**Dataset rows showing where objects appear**
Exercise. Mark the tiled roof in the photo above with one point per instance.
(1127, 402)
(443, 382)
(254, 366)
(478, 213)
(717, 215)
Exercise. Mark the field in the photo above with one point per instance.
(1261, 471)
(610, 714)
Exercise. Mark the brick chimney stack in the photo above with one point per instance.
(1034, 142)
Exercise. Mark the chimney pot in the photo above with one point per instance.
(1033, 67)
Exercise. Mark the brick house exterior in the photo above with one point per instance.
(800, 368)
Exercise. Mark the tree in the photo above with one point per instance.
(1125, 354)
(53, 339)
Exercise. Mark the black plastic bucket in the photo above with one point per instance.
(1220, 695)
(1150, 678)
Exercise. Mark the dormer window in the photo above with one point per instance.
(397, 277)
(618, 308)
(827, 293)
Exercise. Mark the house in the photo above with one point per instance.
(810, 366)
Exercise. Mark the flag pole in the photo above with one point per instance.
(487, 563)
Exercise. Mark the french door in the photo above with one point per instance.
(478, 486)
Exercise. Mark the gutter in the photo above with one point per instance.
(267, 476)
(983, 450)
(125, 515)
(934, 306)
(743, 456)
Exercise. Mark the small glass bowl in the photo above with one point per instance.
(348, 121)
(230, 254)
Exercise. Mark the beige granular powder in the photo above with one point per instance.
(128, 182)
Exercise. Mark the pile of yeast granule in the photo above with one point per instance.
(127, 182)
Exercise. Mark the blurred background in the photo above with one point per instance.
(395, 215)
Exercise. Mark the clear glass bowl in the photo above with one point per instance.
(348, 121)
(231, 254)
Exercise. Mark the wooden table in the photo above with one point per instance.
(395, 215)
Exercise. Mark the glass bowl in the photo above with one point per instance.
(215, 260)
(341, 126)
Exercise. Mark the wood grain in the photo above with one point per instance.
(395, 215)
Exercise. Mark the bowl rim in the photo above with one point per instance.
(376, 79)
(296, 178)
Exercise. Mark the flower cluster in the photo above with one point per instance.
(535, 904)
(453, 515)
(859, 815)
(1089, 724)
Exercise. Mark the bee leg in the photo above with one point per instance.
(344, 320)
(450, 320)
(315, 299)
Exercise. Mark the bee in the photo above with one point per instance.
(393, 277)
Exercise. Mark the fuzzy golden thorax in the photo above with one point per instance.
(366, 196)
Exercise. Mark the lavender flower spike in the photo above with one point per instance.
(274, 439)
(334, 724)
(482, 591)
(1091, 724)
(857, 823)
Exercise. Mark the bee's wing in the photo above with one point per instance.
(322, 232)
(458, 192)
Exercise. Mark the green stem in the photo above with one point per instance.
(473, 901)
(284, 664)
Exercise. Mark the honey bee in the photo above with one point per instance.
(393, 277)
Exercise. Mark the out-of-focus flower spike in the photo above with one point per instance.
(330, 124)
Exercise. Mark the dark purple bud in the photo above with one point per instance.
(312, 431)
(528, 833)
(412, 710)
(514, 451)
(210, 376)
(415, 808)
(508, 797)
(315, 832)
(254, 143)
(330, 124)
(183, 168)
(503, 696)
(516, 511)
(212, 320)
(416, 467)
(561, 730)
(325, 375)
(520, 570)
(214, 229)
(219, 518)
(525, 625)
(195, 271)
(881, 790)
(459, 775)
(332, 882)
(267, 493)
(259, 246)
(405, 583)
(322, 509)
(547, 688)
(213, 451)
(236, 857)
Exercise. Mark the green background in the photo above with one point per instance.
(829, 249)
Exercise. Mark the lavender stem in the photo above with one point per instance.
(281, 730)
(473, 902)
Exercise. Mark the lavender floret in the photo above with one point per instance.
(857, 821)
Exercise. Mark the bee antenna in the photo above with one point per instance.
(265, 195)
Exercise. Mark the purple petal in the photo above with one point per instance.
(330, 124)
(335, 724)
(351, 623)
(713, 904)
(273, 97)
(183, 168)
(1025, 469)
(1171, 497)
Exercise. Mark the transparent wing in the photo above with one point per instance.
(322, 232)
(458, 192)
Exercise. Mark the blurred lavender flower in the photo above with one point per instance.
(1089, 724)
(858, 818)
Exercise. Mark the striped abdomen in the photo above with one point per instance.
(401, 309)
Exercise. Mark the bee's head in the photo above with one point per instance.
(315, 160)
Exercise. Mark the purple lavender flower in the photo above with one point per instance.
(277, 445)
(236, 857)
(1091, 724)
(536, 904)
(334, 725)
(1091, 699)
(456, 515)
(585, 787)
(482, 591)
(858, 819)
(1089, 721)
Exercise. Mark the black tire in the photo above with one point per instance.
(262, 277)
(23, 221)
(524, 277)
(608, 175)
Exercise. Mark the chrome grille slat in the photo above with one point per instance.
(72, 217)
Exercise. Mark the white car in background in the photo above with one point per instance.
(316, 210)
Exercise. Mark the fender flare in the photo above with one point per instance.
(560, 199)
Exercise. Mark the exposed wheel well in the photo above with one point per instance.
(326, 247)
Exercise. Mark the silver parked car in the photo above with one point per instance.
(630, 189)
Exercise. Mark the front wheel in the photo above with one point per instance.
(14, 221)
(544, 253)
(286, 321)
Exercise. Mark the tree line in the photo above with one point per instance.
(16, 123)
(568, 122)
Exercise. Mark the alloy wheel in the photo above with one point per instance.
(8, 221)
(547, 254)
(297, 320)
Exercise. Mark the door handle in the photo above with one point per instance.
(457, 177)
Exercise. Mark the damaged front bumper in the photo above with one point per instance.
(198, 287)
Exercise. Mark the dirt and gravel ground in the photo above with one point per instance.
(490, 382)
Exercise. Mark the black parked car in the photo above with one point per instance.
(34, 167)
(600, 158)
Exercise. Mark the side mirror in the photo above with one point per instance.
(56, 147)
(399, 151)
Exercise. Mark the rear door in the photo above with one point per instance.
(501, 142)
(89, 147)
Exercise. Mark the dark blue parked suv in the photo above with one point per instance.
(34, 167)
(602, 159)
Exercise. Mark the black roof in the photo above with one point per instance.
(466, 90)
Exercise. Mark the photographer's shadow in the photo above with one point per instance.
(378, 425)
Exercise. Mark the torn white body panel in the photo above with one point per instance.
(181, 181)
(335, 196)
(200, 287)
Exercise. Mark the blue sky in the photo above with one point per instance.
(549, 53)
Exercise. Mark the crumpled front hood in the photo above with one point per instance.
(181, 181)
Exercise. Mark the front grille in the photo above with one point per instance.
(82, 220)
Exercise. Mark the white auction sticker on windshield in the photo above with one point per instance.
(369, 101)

**TO BE DONE**
Reproduce word for word the lines of the entries that begin with the line containing "Exercise. Mark the blurred lavender" and continue through the line containing "(1089, 721)", including both of those lines.

**CORRECT OUTPUT**
Exercise. Mark the blurred lavender flower in the photo above with one point per instance.
(1089, 724)
(858, 818)
Exercise. Mark the striped abdomen in the photo above with one point per instance.
(401, 309)
Exercise. Mark the bee's head in the photo above with one point per instance.
(315, 160)
Exercise. Mark the purple lavender flower in the photo above with one point per instance.
(277, 445)
(236, 857)
(1091, 724)
(536, 904)
(334, 725)
(1091, 699)
(456, 515)
(585, 787)
(482, 591)
(858, 819)
(1089, 721)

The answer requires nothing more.